> _To do_
Copy the data below line for line, character for character, with nothing changed.

** BEGIN Data excerpts **

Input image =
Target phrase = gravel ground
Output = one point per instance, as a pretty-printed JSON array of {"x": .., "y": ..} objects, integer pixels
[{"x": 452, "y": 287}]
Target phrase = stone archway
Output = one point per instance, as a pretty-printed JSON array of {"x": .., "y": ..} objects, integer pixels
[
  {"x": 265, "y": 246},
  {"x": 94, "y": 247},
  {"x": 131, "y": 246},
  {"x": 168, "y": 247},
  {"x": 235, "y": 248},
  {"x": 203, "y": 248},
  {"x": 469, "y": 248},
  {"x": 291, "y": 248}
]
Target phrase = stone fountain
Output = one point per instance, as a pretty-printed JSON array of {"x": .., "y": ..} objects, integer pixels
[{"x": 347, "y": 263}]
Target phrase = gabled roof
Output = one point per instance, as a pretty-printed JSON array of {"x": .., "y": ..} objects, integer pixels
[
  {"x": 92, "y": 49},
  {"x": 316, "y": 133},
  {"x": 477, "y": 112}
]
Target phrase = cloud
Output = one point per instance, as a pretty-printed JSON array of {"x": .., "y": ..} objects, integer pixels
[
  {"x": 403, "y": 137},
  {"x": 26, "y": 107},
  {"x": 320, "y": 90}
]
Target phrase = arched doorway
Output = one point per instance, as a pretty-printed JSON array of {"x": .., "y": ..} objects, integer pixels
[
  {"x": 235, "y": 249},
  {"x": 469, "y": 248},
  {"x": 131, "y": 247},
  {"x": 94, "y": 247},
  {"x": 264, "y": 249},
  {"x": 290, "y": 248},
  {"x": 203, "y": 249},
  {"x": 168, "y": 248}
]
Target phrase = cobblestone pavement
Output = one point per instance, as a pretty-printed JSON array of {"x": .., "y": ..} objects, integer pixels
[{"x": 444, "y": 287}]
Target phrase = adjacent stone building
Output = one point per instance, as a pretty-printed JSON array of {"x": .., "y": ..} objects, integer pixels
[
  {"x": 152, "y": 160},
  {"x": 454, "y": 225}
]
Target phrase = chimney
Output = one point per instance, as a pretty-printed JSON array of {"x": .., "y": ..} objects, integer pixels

** END Data excerpts **

> _Final result_
Input image =
Target phrase = gravel ground
Output = one point per instance, as a pretty-printed JSON array of {"x": .., "y": ..} objects, integer pixels
[{"x": 452, "y": 287}]
Target phrase = stone archway
Output = one point per instance, as a pretty-printed JSON array of {"x": .., "y": ..} objects, integer pixels
[
  {"x": 265, "y": 246},
  {"x": 94, "y": 247},
  {"x": 131, "y": 246},
  {"x": 168, "y": 247},
  {"x": 235, "y": 248},
  {"x": 203, "y": 248},
  {"x": 469, "y": 248},
  {"x": 291, "y": 248}
]
Target phrase = stone fountain
Output = one point per instance, as a pretty-printed JSON array of {"x": .., "y": ..} objects, integer pixels
[{"x": 347, "y": 263}]
Target phrase = gabled roof
Output = one point per instance, as a pretty-printed JSON array of {"x": .., "y": ..} objects, integer pixels
[
  {"x": 92, "y": 49},
  {"x": 316, "y": 133},
  {"x": 477, "y": 112}
]
Target phrase = cloud
Output = one point per instance, as a pretty-printed JSON array of {"x": .., "y": ..} objects, integer pixels
[
  {"x": 403, "y": 137},
  {"x": 26, "y": 107},
  {"x": 320, "y": 90}
]
Target phrase = arched doorway
Output = one point per instance, as a pretty-printed JSON array of {"x": .., "y": ..} objects, integer pixels
[
  {"x": 235, "y": 249},
  {"x": 469, "y": 248},
  {"x": 131, "y": 247},
  {"x": 94, "y": 247},
  {"x": 264, "y": 249},
  {"x": 290, "y": 248},
  {"x": 203, "y": 249},
  {"x": 168, "y": 248}
]
Target phrase = cobblestone pavement
Output = one point per instance, as a pretty-printed JSON array of {"x": .., "y": ..} objects, integer pixels
[{"x": 444, "y": 287}]
Target phrase = adjacent stone building
Output = one point per instance, as a pretty-printed JSON array of {"x": .., "y": ..} objects, integer pixels
[
  {"x": 152, "y": 160},
  {"x": 454, "y": 225}
]
Target phrase = chimney
Output = one point per instance, as a pretty-printed JSON array of {"x": .., "y": ..} objects, integer pixels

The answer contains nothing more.